▸ Objective: Please copy out all the items below, swapping every "comment" for "note" and keeping everything else the same.

*****

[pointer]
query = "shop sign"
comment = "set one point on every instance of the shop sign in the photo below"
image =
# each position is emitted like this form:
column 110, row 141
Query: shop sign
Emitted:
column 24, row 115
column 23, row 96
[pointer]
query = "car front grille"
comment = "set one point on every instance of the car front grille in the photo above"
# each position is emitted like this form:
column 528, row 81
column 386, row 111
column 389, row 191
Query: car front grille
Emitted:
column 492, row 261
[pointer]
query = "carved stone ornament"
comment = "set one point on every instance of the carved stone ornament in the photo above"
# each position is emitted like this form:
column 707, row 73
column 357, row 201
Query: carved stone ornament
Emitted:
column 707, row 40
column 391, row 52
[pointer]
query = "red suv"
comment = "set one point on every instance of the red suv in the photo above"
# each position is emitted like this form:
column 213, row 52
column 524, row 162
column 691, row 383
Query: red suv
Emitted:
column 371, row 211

*****

▸ Reply:
[pointer]
query = "shop sign"
note = "set one point on every instance of the shop sign in the photo below"
image =
# each position is emitted like this form:
column 110, row 141
Query: shop sign
Emitted:
column 24, row 115
column 23, row 96
[pointer]
query = "car front grille"
note = "set one point on every instance of the car front grille in the photo above"
# each position is emitted like this form:
column 528, row 81
column 386, row 111
column 389, row 191
Query: car front grille
Emitted:
column 492, row 261
[pointer]
query = "carved stone ornament"
note = "set one point on every instance of the carved stone ornament in the photo above"
# each position is emitted like this form:
column 707, row 73
column 357, row 201
Query: carved stone ornament
Emitted:
column 707, row 40
column 391, row 52
[pointer]
query = "red suv"
note = "set one point on every instance of the red suv in the photo above"
# each position is emitted like this form:
column 213, row 52
column 524, row 162
column 691, row 383
Query: red suv
Emitted:
column 371, row 211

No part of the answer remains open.